Object pointing dataset rows:
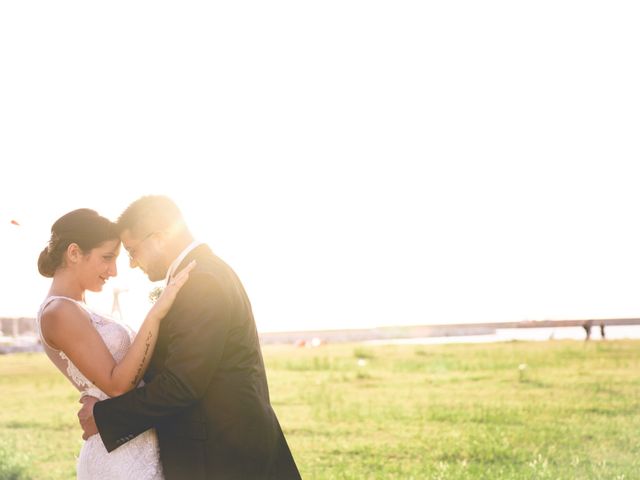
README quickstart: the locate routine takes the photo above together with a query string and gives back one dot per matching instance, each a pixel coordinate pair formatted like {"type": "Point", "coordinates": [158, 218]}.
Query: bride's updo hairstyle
{"type": "Point", "coordinates": [83, 227]}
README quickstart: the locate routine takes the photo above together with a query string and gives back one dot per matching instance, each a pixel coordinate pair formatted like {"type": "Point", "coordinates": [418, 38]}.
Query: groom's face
{"type": "Point", "coordinates": [146, 252]}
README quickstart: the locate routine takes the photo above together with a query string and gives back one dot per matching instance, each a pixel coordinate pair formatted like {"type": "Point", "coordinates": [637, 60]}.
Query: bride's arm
{"type": "Point", "coordinates": [67, 327]}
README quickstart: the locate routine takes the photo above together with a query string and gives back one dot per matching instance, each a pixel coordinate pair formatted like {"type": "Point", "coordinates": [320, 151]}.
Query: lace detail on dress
{"type": "Point", "coordinates": [137, 459]}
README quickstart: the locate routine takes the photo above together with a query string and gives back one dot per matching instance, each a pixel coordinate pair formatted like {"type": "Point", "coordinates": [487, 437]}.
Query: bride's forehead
{"type": "Point", "coordinates": [110, 246]}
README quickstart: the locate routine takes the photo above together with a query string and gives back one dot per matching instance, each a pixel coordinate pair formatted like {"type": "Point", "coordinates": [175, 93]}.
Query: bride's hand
{"type": "Point", "coordinates": [165, 300]}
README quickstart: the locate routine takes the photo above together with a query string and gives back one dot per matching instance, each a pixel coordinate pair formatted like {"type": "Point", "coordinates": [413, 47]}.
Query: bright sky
{"type": "Point", "coordinates": [357, 163]}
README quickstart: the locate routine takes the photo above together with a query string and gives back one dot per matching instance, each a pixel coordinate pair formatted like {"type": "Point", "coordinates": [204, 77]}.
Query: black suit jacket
{"type": "Point", "coordinates": [206, 392]}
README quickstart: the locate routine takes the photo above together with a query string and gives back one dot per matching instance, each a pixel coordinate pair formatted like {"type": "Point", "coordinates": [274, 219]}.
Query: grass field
{"type": "Point", "coordinates": [548, 410]}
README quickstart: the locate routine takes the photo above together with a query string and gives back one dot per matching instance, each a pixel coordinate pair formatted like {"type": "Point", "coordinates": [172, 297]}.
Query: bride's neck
{"type": "Point", "coordinates": [65, 284]}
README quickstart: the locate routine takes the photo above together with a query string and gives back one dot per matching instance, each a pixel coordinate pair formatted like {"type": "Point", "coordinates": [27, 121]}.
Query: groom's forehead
{"type": "Point", "coordinates": [127, 238]}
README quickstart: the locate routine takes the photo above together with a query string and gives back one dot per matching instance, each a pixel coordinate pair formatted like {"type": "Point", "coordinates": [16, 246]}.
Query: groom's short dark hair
{"type": "Point", "coordinates": [149, 213]}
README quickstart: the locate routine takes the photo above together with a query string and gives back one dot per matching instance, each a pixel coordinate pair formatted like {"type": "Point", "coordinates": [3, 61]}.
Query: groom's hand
{"type": "Point", "coordinates": [85, 416]}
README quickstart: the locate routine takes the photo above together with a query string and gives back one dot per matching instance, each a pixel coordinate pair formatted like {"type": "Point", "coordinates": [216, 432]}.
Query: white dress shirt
{"type": "Point", "coordinates": [178, 260]}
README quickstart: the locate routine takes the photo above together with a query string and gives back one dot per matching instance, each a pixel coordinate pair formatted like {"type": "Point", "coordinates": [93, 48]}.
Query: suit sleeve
{"type": "Point", "coordinates": [197, 329]}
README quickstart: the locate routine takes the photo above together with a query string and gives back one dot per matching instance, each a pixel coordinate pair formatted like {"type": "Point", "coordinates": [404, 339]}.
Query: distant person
{"type": "Point", "coordinates": [95, 353]}
{"type": "Point", "coordinates": [206, 393]}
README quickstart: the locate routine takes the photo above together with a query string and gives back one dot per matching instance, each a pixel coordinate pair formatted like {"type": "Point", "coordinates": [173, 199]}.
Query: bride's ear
{"type": "Point", "coordinates": [73, 253]}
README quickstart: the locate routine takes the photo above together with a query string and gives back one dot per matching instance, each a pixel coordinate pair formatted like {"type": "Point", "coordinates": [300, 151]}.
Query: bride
{"type": "Point", "coordinates": [100, 357]}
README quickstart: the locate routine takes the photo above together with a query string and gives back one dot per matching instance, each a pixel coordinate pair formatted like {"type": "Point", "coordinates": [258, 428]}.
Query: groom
{"type": "Point", "coordinates": [206, 389]}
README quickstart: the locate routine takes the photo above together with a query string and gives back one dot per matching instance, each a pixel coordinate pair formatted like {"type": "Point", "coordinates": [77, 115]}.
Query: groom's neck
{"type": "Point", "coordinates": [179, 243]}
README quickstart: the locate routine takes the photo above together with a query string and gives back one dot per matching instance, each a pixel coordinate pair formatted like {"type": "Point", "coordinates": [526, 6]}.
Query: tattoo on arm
{"type": "Point", "coordinates": [136, 379]}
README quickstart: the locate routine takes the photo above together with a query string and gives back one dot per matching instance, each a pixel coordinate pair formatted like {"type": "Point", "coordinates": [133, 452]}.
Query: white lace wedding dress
{"type": "Point", "coordinates": [137, 459]}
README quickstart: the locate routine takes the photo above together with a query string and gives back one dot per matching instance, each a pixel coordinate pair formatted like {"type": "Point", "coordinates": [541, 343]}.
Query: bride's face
{"type": "Point", "coordinates": [99, 265]}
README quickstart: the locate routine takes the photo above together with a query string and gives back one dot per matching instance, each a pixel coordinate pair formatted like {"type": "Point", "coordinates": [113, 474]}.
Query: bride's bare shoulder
{"type": "Point", "coordinates": [60, 316]}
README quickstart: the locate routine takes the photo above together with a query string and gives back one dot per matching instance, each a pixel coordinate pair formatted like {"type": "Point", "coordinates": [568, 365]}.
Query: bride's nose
{"type": "Point", "coordinates": [113, 270]}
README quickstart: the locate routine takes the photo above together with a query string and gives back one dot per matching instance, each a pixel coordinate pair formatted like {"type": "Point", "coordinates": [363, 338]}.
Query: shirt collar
{"type": "Point", "coordinates": [178, 260]}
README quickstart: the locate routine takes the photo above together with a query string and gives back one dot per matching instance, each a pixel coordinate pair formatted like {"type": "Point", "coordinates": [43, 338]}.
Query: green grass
{"type": "Point", "coordinates": [549, 410]}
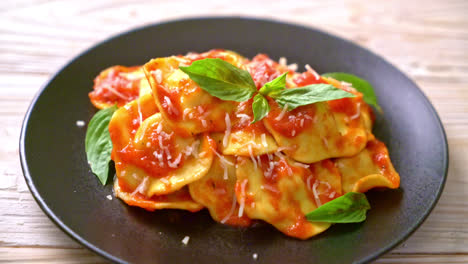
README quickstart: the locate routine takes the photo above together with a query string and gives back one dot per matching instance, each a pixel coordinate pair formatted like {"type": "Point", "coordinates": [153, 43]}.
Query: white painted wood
{"type": "Point", "coordinates": [426, 39]}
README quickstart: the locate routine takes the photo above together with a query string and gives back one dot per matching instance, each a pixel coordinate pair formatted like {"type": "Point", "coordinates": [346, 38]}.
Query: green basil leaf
{"type": "Point", "coordinates": [221, 79]}
{"type": "Point", "coordinates": [359, 84]}
{"type": "Point", "coordinates": [349, 208]}
{"type": "Point", "coordinates": [98, 144]}
{"type": "Point", "coordinates": [260, 107]}
{"type": "Point", "coordinates": [278, 84]}
{"type": "Point", "coordinates": [309, 94]}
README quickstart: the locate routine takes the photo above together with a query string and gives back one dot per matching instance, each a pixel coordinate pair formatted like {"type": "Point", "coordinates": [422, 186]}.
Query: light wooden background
{"type": "Point", "coordinates": [428, 40]}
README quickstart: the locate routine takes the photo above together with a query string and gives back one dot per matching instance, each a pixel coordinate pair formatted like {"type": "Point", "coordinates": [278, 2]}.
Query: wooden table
{"type": "Point", "coordinates": [428, 40]}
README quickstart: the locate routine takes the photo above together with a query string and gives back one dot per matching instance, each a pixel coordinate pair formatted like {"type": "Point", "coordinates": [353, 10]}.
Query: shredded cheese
{"type": "Point", "coordinates": [269, 188]}
{"type": "Point", "coordinates": [140, 116]}
{"type": "Point", "coordinates": [263, 137]}
{"type": "Point", "coordinates": [243, 118]}
{"type": "Point", "coordinates": [282, 61]}
{"type": "Point", "coordinates": [171, 108]}
{"type": "Point", "coordinates": [185, 240]}
{"type": "Point", "coordinates": [141, 188]}
{"type": "Point", "coordinates": [222, 158]}
{"type": "Point", "coordinates": [233, 207]}
{"type": "Point", "coordinates": [242, 201]}
{"type": "Point", "coordinates": [157, 75]}
{"type": "Point", "coordinates": [252, 156]}
{"type": "Point", "coordinates": [314, 191]}
{"type": "Point", "coordinates": [358, 112]}
{"type": "Point", "coordinates": [176, 162]}
{"type": "Point", "coordinates": [112, 90]}
{"type": "Point", "coordinates": [228, 129]}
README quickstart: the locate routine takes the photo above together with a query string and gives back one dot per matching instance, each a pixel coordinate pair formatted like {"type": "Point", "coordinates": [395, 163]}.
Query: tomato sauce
{"type": "Point", "coordinates": [307, 78]}
{"type": "Point", "coordinates": [170, 102]}
{"type": "Point", "coordinates": [381, 158]}
{"type": "Point", "coordinates": [291, 123]}
{"type": "Point", "coordinates": [243, 117]}
{"type": "Point", "coordinates": [113, 87]}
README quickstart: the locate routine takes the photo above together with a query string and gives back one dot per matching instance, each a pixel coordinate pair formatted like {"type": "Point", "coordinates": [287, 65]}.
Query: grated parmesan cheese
{"type": "Point", "coordinates": [263, 137]}
{"type": "Point", "coordinates": [228, 129]}
{"type": "Point", "coordinates": [140, 116]}
{"type": "Point", "coordinates": [283, 61]}
{"type": "Point", "coordinates": [252, 156]}
{"type": "Point", "coordinates": [358, 112]}
{"type": "Point", "coordinates": [185, 240]}
{"type": "Point", "coordinates": [141, 188]}
{"type": "Point", "coordinates": [242, 201]}
{"type": "Point", "coordinates": [157, 75]}
{"type": "Point", "coordinates": [112, 90]}
{"type": "Point", "coordinates": [171, 108]}
{"type": "Point", "coordinates": [233, 207]}
{"type": "Point", "coordinates": [314, 191]}
{"type": "Point", "coordinates": [176, 162]}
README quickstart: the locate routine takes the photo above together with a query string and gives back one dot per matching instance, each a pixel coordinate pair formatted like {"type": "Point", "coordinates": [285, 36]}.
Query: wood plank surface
{"type": "Point", "coordinates": [428, 40]}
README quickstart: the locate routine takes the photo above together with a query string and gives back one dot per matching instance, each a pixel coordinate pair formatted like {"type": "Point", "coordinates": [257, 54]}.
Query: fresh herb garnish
{"type": "Point", "coordinates": [308, 95]}
{"type": "Point", "coordinates": [349, 208]}
{"type": "Point", "coordinates": [260, 107]}
{"type": "Point", "coordinates": [98, 144]}
{"type": "Point", "coordinates": [359, 84]}
{"type": "Point", "coordinates": [222, 79]}
{"type": "Point", "coordinates": [227, 82]}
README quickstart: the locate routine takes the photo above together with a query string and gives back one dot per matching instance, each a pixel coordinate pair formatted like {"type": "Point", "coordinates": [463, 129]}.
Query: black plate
{"type": "Point", "coordinates": [56, 171]}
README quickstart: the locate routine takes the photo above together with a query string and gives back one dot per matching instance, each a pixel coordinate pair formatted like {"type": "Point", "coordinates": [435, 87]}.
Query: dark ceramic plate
{"type": "Point", "coordinates": [55, 167]}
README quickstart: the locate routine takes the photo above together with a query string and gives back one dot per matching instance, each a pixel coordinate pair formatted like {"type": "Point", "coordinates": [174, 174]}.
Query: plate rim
{"type": "Point", "coordinates": [55, 219]}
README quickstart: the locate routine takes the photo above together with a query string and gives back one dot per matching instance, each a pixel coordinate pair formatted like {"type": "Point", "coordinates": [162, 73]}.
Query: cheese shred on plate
{"type": "Point", "coordinates": [176, 146]}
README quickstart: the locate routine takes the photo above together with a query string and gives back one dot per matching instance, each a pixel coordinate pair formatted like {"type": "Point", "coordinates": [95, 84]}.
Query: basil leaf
{"type": "Point", "coordinates": [260, 107]}
{"type": "Point", "coordinates": [221, 79]}
{"type": "Point", "coordinates": [359, 84]}
{"type": "Point", "coordinates": [278, 84]}
{"type": "Point", "coordinates": [349, 208]}
{"type": "Point", "coordinates": [98, 143]}
{"type": "Point", "coordinates": [309, 94]}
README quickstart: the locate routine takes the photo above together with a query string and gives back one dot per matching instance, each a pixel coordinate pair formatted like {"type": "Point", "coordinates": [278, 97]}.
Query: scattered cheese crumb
{"type": "Point", "coordinates": [185, 240]}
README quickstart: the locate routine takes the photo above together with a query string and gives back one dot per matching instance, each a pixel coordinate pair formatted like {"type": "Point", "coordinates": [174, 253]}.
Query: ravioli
{"type": "Point", "coordinates": [180, 199]}
{"type": "Point", "coordinates": [369, 169]}
{"type": "Point", "coordinates": [177, 147]}
{"type": "Point", "coordinates": [153, 159]}
{"type": "Point", "coordinates": [276, 191]}
{"type": "Point", "coordinates": [319, 131]}
{"type": "Point", "coordinates": [244, 138]}
{"type": "Point", "coordinates": [181, 101]}
{"type": "Point", "coordinates": [215, 191]}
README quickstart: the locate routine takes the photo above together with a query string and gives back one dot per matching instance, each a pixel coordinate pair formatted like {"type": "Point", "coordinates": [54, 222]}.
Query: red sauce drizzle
{"type": "Point", "coordinates": [292, 122]}
{"type": "Point", "coordinates": [263, 69]}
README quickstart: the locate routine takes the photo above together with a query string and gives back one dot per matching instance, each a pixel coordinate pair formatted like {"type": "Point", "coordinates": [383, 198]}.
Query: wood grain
{"type": "Point", "coordinates": [428, 40]}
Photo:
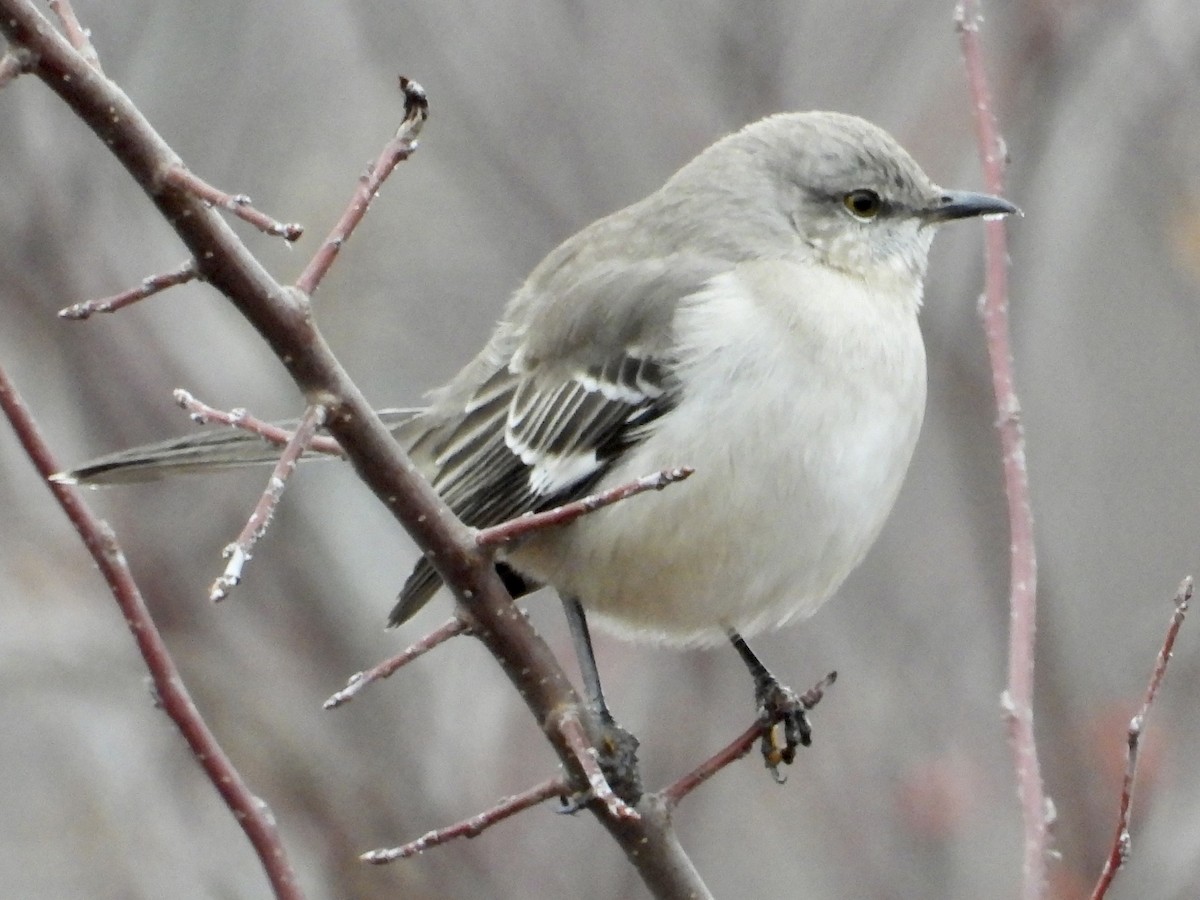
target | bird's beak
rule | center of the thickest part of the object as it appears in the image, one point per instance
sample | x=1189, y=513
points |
x=967, y=204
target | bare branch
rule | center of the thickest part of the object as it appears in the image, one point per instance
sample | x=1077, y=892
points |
x=250, y=811
x=78, y=36
x=149, y=287
x=204, y=414
x=283, y=319
x=400, y=148
x=453, y=628
x=237, y=203
x=519, y=528
x=1121, y=841
x=238, y=553
x=1018, y=699
x=474, y=826
x=15, y=61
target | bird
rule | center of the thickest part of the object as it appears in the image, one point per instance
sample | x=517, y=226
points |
x=756, y=319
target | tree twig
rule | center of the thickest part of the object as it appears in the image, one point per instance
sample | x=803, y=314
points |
x=1018, y=697
x=204, y=414
x=251, y=814
x=15, y=61
x=395, y=151
x=237, y=203
x=1122, y=843
x=283, y=319
x=149, y=287
x=474, y=826
x=453, y=628
x=238, y=553
x=78, y=36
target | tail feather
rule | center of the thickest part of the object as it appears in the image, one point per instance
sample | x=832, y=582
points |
x=198, y=453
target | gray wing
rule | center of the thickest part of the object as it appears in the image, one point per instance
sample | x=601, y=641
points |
x=529, y=441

◆ PROBLEM DETAILS:
Find the line that contains "target | bare branch" in the listing above. Retype it and every line after it up to the last, exactly, and nothing else.

◆ COMPLETED TASK:
target | bare branch
rule | center of the thickest part of the object as it appears in the image, one point per instance
sample | x=1077, y=892
points |
x=250, y=811
x=78, y=36
x=149, y=287
x=204, y=414
x=283, y=319
x=400, y=148
x=453, y=628
x=237, y=203
x=519, y=528
x=1121, y=841
x=238, y=553
x=1018, y=699
x=474, y=826
x=15, y=61
target | bird
rule | center of the thickest part of the object as it appears in the image, one point per instance
sample | x=517, y=226
points |
x=756, y=319
target | tree twig
rule | center of the thickest part of the object as it appears in the image, one point per instance
sample | x=803, y=314
points |
x=1018, y=697
x=204, y=414
x=251, y=814
x=15, y=61
x=395, y=151
x=237, y=203
x=1122, y=843
x=283, y=319
x=149, y=287
x=474, y=826
x=453, y=628
x=238, y=553
x=78, y=36
target | tail feather
rule | center of the thickest part of the object as it appears in the image, one point per instance
sample | x=832, y=582
points |
x=198, y=453
target | gray wing
rule | center of the thickest part of the object as it appears in the image, one point per instance
sample | x=601, y=641
points |
x=529, y=441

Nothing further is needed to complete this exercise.